PROVIDED INFORMATION »

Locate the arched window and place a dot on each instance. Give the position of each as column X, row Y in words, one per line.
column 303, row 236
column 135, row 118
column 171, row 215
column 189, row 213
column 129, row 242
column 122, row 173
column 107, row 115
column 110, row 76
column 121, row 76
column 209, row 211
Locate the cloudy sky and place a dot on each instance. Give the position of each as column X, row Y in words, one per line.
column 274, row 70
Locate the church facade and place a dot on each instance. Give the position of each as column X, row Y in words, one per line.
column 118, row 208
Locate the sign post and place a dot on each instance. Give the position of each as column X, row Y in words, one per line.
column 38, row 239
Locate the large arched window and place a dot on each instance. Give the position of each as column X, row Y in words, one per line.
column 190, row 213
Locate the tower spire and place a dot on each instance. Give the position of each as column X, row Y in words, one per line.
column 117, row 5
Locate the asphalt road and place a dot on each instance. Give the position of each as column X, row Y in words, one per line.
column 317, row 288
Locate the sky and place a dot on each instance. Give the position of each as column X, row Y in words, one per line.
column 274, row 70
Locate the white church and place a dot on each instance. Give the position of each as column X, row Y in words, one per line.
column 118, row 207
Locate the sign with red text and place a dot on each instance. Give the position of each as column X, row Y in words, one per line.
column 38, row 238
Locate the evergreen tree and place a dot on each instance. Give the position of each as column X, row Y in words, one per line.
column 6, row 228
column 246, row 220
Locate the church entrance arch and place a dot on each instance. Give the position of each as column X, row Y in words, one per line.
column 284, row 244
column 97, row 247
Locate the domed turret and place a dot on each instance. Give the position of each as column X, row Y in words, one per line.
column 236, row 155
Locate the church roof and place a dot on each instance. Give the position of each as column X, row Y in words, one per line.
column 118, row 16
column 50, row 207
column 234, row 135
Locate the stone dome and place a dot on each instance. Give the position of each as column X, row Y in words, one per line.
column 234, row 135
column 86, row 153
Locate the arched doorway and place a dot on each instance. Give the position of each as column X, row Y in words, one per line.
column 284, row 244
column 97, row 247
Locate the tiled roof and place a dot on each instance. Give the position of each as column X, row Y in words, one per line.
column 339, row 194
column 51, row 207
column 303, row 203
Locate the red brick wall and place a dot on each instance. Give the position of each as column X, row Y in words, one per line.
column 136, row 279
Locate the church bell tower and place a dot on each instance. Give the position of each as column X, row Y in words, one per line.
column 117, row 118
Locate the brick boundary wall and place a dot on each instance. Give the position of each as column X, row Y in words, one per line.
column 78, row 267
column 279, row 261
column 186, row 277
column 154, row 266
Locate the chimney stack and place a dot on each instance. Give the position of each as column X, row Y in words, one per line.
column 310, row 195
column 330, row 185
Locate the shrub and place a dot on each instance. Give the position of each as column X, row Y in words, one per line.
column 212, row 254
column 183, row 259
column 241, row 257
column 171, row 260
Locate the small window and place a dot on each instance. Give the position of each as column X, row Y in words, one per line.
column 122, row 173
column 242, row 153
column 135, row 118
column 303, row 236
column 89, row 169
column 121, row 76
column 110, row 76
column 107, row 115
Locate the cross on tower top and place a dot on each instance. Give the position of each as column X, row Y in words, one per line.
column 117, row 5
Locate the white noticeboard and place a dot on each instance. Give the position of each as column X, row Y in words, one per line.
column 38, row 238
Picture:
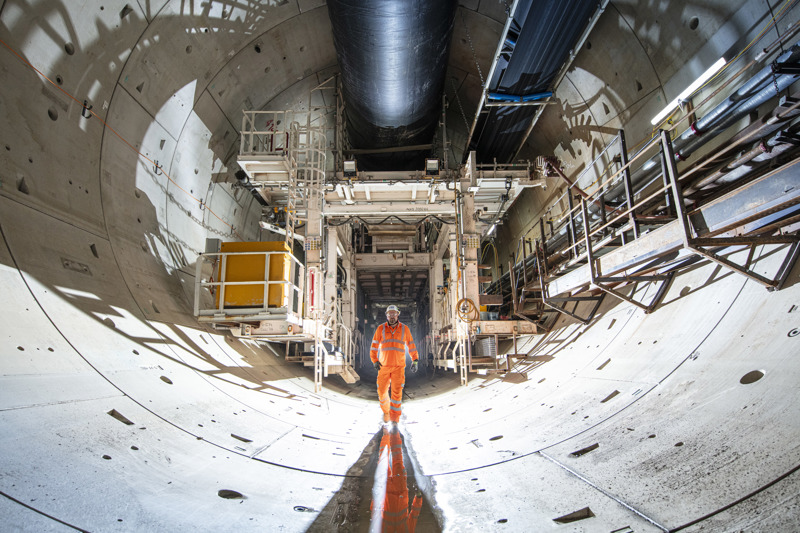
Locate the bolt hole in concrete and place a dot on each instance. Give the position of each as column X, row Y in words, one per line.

EXERCISE INSTRUCTIONS » Write out again every line above exactly as given; the pictures do not belong in the copy.

TASK RESULT »
Locate the arched window and place a dot on each instance. Give the position of each as column X, row Y in words, one per line.
column 303, row 236
column 135, row 118
column 171, row 215
column 189, row 213
column 129, row 242
column 122, row 173
column 107, row 115
column 110, row 76
column 121, row 76
column 209, row 211
Locate the cloudy sky and place a dot on each instance. Give the position of each as column X, row Y in words, one per line.
column 274, row 70
Locate the church facade and place a dot on each instance. Give the position of each as column X, row Y in words, one per line.
column 118, row 208
Locate the sign post and place a dot on each instance. Give the position of each as column X, row Y in words, one per line.
column 38, row 239
Locate the large arched window and place a dot on each instance. Give the position of each as column X, row Y in words, one per line.
column 190, row 213
Locate the tower spire and place a dot on each instance. Give the position of each as column X, row Y in words, one per line.
column 117, row 5
Locate the asphalt road and place a dot on each instance. Give the position of each as column X, row Y in words, one per line.
column 317, row 288
Locate the sky and place a dot on each instance. Give the position of each as column X, row Y in words, one per line.
column 274, row 70
Locate the white church and place a dot on each instance. Give the position of each as column X, row Y in words, one per line.
column 118, row 207
Locate the sign with red text and place a dot on each instance. Give the position of each as column X, row Y in words, one per line.
column 38, row 238
Locate the evergreen tree and place a dot on each instance. Give the position of each as column X, row Y in words, one per line.
column 6, row 228
column 246, row 220
Locate the church entrance arch and place a dot on each instance. Give the position of each as column X, row Y in words, one per line.
column 284, row 244
column 97, row 247
Locate the domed turret and place a dot on each instance. Give the position of each as column X, row Y in words, one per line.
column 236, row 155
Locate the church roof and place a dot on each instance. Give the position of each as column X, row Y in words, one per line.
column 118, row 16
column 50, row 207
column 234, row 135
Locate the stone dome and place a dot on each instance. Give the position of each as column X, row Y in words, one per line.
column 234, row 135
column 86, row 153
Locate the arched doorway and place a dot on each instance. Give the position of each as column X, row Y in words, one per line.
column 284, row 244
column 97, row 247
Locate the tiled roof and place a dot on each instance. Give the position of each as column X, row Y in words, one per line.
column 339, row 194
column 51, row 207
column 303, row 203
Locate the red brick wall and place a dot on each instance. Give the position of each as column X, row Y in words, one per line.
column 136, row 279
Locate the church bell tower and place a dot on each instance. Give the position of each as column X, row Y in words, one per line.
column 117, row 118
Locate the brick boundary wall and place a dot on each instance. Give the position of each as column X, row Y in words, one per line.
column 78, row 267
column 279, row 261
column 186, row 277
column 154, row 266
Locate the chimney stack and place a dot on each instance. Give the position of each as column X, row Y in words, one per line.
column 310, row 195
column 330, row 185
Locate the shrub and place a dot on each instance. Give the position of each as column X, row Y in words, one per line.
column 212, row 254
column 183, row 259
column 241, row 257
column 171, row 260
Locate the small window and place a dot on each instance. Give the position of each as column X, row Y in words, one per line.
column 122, row 173
column 242, row 153
column 135, row 118
column 303, row 236
column 89, row 169
column 121, row 76
column 110, row 76
column 107, row 115
Locate the cross on tower top and place a dot on each instance. Give the position of each as column X, row Y in words, one per line.
column 117, row 5
Locate the white noticeboard and place a dot on each instance. Give the position of each as column X, row Y in words, one per line.
column 38, row 238
Picture:
Locate the bolt hole in concrete and place a dot on each instance. Give the position of each as column X, row Y in words, one per line.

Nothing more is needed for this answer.